**Exercise description**
Whatever appears in the records, write it out again exactly.

BEGIN Exercise materials

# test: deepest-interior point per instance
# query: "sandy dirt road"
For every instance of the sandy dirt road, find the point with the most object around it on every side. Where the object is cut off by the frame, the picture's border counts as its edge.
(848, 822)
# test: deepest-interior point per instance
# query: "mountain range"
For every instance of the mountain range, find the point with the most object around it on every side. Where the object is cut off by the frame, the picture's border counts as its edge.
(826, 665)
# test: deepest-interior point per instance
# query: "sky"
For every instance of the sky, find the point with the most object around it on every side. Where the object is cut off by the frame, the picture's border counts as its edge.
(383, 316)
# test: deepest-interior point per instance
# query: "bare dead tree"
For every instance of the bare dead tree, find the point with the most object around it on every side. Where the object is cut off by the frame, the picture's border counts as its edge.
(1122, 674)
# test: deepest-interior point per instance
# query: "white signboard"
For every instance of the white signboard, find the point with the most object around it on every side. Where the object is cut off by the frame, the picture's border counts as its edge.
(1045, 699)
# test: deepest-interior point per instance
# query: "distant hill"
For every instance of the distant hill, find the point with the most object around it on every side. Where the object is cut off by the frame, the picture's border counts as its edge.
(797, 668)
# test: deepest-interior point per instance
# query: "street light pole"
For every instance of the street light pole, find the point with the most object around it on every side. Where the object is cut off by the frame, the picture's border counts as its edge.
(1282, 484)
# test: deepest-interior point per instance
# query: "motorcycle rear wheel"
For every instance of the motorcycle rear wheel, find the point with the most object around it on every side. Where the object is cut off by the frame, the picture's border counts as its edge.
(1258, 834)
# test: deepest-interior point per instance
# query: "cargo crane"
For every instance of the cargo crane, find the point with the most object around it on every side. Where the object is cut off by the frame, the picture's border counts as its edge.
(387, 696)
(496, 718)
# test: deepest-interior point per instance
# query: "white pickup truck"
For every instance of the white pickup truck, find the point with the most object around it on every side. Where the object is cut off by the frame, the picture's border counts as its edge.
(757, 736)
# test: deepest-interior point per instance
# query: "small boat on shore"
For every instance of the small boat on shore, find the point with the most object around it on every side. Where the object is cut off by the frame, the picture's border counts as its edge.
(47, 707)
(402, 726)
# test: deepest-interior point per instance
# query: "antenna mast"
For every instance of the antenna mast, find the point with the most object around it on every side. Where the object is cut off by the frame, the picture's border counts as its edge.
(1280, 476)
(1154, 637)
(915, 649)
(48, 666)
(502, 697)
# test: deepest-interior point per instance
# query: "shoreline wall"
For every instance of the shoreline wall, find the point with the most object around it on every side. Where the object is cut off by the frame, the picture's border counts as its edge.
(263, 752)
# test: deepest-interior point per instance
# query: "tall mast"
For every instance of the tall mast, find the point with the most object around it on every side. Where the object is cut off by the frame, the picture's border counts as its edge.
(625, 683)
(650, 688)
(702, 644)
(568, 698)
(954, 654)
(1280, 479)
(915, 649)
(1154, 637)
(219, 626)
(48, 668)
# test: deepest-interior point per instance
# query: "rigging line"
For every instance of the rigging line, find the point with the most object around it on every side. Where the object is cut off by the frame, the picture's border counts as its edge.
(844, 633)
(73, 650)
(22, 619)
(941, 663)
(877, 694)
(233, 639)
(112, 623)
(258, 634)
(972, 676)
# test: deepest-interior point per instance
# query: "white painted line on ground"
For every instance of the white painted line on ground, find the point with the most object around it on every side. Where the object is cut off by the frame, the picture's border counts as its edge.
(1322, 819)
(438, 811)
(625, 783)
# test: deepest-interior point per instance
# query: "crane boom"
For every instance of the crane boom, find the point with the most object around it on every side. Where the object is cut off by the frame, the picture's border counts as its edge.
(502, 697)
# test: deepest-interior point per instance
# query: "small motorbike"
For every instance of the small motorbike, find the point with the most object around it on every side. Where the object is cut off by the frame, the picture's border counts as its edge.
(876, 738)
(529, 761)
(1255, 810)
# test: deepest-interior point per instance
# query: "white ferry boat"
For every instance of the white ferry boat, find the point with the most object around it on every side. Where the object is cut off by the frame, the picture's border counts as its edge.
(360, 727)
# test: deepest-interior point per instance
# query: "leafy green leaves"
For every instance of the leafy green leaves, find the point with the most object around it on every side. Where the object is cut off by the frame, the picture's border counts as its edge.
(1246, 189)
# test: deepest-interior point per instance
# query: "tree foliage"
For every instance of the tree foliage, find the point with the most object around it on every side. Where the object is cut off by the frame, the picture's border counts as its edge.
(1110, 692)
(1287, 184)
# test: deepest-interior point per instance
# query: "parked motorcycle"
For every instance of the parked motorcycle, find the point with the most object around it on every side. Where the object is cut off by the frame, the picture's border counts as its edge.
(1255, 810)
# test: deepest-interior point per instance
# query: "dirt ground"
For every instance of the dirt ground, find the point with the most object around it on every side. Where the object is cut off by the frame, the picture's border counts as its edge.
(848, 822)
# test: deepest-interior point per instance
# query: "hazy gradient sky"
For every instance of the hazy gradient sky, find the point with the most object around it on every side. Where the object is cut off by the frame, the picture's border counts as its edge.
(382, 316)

END Exercise materials

**Written answer**
# test: deepest-interior point per instance
# query: "sandy dirt road"
For every instance of the sandy dirt road, find the point with the most object around it on every side. Where the object is cut off by the frame, the picture's border counts as its edge.
(848, 822)
# test: deepest-interior point per instance
# query: "mountain range"
For every instance of the mountain range, find the point with the most object around it on every side. Where the object is cut off by the frame, the picture's border counts as its edge.
(826, 665)
# test: deepest-interior point per instance
# query: "sky"
For every instance of the sky, find the point with the most object around it on every side. Where the object is cut off by the frame, the picture's border counts as its edge.
(383, 316)
# test: deepest-interior point per instance
# query: "bare dead tree"
For every instance of the bare dead tree, find the point with the most object around it on every side. Where the object is cut off by the frame, the picture's border counts as its edge.
(1122, 674)
# test: deepest-interior point per instance
# query: "white signboard"
For every instance of the white signboard, find the point with the most object around it on every side. Where the object is cut off by the frame, the picture's border counts as its edge.
(1045, 699)
# test: deepest-interior point per instance
# query: "distant hill"
For every instance of the distant hill, find the point with the most object around it on every side. Where the object is cut off by the frame, the picture's border counts as its edge.
(797, 668)
# test: deepest-interior point per instance
# query: "street light pole"
For every instance of the street light pole, find the point with the most object around it on every side. Where the object is cut off by the frame, the picture's border counts as its edge.
(1282, 484)
# test: deepest-interior point per instance
# query: "motorcycle rear wheel"
For every instance of the motorcycle rear wheel, find the point with the most object around it on every side. Where the object is cut off by the frame, the picture's border counts as its edge.
(1258, 834)
# test: deepest-interior point per instance
# query: "cargo crane"
For every instance of the cargo crane, find the point with the most object around it on every side. Where the object is cut off by the frame, the picture's border counts as its edge.
(387, 696)
(496, 718)
# test: deepest-interior point per instance
# query: "white pickup truck"
For every instance of the white pickup truck, find the point with the most object around it on every side. Where the object is cut off by the frame, the picture's border counts as its edge.
(757, 736)
# test: deepest-interior point per instance
# query: "small boat on shore"
For every instance of the small boat on shore, find the point with the most object around it on every side. Where the object is cut off by the frame, the picture's border counts as its edge.
(47, 707)
(402, 726)
# test: deepest-interior point per instance
# query: "antenna mast"
For every instance of the antenna mast, find the point with the most object around it on every side. Where the object is cut off by the frame, the picture's border counts as its edge.
(1280, 476)
(1154, 637)
(915, 649)
(48, 666)
(502, 697)
# test: deepest-interior point per instance
# query: "shoreline wall"
For every instance of the shoreline wall, find the point with the most object around it on every side. Where the object is cut off by the frame, the picture's border counts as its edge.
(263, 752)
# test: deepest-interior point per instance
# query: "tall mast"
For every instance of the tall mast, find the point with the most object around it on every side. Where the object is cut off by the frame, the picture's border counts as its edge.
(625, 683)
(650, 688)
(702, 644)
(568, 698)
(954, 654)
(1280, 479)
(915, 649)
(1154, 637)
(219, 626)
(48, 668)
# test: deepest-interior point per instance
# query: "rigging line"
For every instance of the rigging line, find the point with the most object around it on every side. Where the object is cut off by the frame, the picture's border counts as its edge.
(844, 633)
(73, 650)
(22, 619)
(941, 663)
(877, 694)
(233, 639)
(112, 623)
(258, 634)
(972, 676)
# test: deepest-interior point per instance
# query: "white painted line on ground"
For every instance of the white painted line on ground, find the point with the most object around it on every side. Where the object is cut off by the frame, the picture's border counts as its edge.
(1322, 819)
(438, 811)
(625, 783)
# test: deepest-interior point per instance
# query: "crane boom"
For every instance of the crane boom, find the point with the most object around it on every side. Where the object is cut off by the frame, the picture's border counts as its edge.
(502, 697)
# test: deepest-interior point per instance
# query: "small motorbike"
For every instance of the small motorbike, find the point with the most object around it on every side. Where the object is cut off by the frame, the picture's border counts as its edge.
(876, 738)
(529, 761)
(1255, 810)
# test: deepest-interior point per instance
# query: "white ferry boat"
For every instance of the white ferry boat, find the point with the most object around it on every side. Where the object is cut off by the frame, the picture's border counts as its edge.
(360, 727)
# test: deepest-interior point per instance
# query: "leafy green leaves"
For every instance of the leafy green leaves, find the point with the most object around it on every side. Where the object is cut off by the frame, the picture's border counts as its edge.
(1246, 189)
# test: deepest-interior point per instance
# query: "tree foliage"
For every instance of the tree foliage, find the point with the most object around it on every side. Where the object is cut off by the frame, the picture's border counts as its edge.
(1110, 692)
(1287, 184)
# test: deepest-interior point per instance
# query: "parked motorcycle"
For every instance of the parked motorcycle, find the point with the most object around it on every side. Where the object is cut off by the frame, the picture's border counts as its edge.
(1255, 810)
# test: deepest-interior point per instance
# query: "dirt ground"
For every instance of the dirt ground, find the point with the most object around it on every side. Where the object is cut off by the frame, the picture's border counts as its edge.
(848, 822)
# test: deepest-interior point per instance
# query: "hazy gradient sky"
For every instance of the hazy gradient sky, find the point with the most object around it on every side. Where the object is cut off by the frame, the picture's border counts as its edge.
(382, 316)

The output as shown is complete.